── TEXT SECTION

Yesterday, I participated in the ACLU of Indiana’s much-lauded “First Wednesday” series. I was on a panel titled “The Constitution: Peruse It or Lose It.” The program was introduced by ACLU Executive Director Jane Henegar; the moderator was local businessman and owner of the IBJ, Mickey Maurer; the two other panelists were Michael Gordon, who teaches government at Munster High School, and State Senator Brant Hershmann.
Michael Gordon was superb. If we could clone this guy and put a clone in every high school government class, we might beat this civic deficit problem. And this event may have marked the first time I’ve ever agreed with Sen. Hershmann (who opposes any and all gun regulations, and sponsored the ban on same-sex marriage, among other things).
The format was informal, with Mickey goading the panelists (and making an effort to promote fireworks–an effort that failed). Although there were no scripts, we each were allowed a brief opening statement, and I thought I’d share mine.
I know this will seem all too familiar to regular readers, but really–it can’t be said too often!
Only 36% of Americans know we have three branches of government. Why does that freak me out? Why is civic literacy important?
This is a country where, increasingly, people read different books and newspapers, visit different blogs, watch different television programs, attend different churches and even speak different languages—where the information and beliefs we all share are diminishing and our variety and diversity are growing. Our constitutional values, our history and governing philosophy are ultimately all that Americans have in common.
Like all human enterprises, governments have their ups and downs. In the United States, however, the consequences of the “down” periods are potentially more serious than in more homogeneous nations, because this is a country based upon what Todd Gitlin has called a covenant. Americans don’t share a single ethnicity, religion or race. (Culture warriors to the contrary, we never have.) We don’t share a comprehensive worldview. What we do share is a set of values, and when we don’t know what those values are or where they came from, we lose a critical part of what it is that makes us Americans.
At the end of the day, our public policies must be aligned with and supportive of our most fundamental values; the people we elect must demonstrate that they understand, respect and live up to those values; and the electorate has to be sufficiently knowledgeable about those values to hold public officials accountable. We can’t do that if we don’t know what those values are or where they came from.
In a country that celebrates individual rights and respects individual liberty, there will always be dissent, differences of opinion, and struggles for power. But there are different kinds of discord, and they aren’t all equal. When we argue from within the constitutional culture—when we argue about the proper application of the American Idea to new situations or to previously marginalized populations—we strengthen our bonds and learn how to bridge our differences. When those arguments are between people trying to rewrite history and citizens who don’t know better, we undermine our political institutions and erode social trust.

────

▸ **TASKS TO COMPLETE**:
a - In the post about the constitution panel, copy word for word the part that begins with the words containing "Like all human" and ends with "makes us Americans.".
b - Answer these questions from the post about the constitution panel:
(i) Who introduced the program?
(ii) At which high school does Michael Gordon teach government?
(iii) What percentage of Americans know we have three branches of government?

── SUPPLIED DATA

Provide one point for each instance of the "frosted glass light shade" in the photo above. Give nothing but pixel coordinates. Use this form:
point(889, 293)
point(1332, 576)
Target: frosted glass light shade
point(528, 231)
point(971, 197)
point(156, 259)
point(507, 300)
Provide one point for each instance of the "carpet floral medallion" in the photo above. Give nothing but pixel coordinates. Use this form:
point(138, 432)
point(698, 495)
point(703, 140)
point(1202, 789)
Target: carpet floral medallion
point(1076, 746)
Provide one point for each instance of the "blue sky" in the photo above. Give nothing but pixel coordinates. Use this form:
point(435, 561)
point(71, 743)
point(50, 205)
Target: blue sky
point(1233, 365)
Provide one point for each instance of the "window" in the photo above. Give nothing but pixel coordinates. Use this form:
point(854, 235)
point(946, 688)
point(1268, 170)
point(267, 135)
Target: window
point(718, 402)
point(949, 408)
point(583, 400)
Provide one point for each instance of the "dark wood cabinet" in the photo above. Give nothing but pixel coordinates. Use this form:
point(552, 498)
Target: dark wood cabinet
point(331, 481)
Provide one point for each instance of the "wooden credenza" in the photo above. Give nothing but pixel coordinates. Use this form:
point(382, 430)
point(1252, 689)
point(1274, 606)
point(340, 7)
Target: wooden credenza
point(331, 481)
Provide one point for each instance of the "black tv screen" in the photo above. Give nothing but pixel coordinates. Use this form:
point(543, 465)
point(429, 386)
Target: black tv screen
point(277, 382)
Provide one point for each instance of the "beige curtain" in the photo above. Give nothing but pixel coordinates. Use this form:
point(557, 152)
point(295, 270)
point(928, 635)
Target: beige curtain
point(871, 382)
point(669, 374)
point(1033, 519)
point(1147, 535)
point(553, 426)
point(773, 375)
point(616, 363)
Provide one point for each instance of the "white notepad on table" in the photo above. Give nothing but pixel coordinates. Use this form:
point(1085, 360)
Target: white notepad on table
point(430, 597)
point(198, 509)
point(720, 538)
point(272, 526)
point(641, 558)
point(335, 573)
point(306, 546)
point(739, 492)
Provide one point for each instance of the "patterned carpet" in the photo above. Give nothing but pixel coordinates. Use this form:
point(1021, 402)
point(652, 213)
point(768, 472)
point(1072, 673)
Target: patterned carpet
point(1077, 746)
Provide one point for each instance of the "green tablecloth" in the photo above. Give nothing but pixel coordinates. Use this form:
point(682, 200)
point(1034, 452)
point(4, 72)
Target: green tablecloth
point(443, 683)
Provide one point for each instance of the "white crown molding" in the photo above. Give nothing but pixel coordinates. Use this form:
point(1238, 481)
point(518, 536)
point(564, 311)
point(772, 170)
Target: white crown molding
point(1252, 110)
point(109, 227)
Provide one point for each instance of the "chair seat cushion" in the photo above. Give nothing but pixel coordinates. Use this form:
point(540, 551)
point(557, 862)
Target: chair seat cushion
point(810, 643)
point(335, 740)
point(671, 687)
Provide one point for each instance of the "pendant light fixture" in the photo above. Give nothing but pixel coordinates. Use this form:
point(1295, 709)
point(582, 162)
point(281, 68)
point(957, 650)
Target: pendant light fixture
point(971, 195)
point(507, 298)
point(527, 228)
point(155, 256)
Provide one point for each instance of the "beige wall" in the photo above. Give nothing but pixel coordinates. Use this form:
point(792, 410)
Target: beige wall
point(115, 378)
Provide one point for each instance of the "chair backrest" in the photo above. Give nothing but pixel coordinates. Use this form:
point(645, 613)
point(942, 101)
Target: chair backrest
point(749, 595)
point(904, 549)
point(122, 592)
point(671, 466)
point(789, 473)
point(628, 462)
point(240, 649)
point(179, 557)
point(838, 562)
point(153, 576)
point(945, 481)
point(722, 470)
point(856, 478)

────

▸ **RESULTS IN ORDER**:
a -
Like all human enterprises, governments have their ups and downs. In the United States, however, the consequences of the “down” periods are potentially more serious than in more homogeneous nations, because this is a country based upon what Todd Gitlin has called a covenant. Americans don’t share a single ethnicity, religion or race. (Culture warriors to the contrary, we never have.) We don’t share a comprehensive worldview. What we do share is a set of values, and when we don’t know what those values are or where they came from, we lose a critical part of what it is that makes us Americans.

b -
(i) ACLU Executive Director Jane Henegar
(ii) Munster High School
(iii) 36%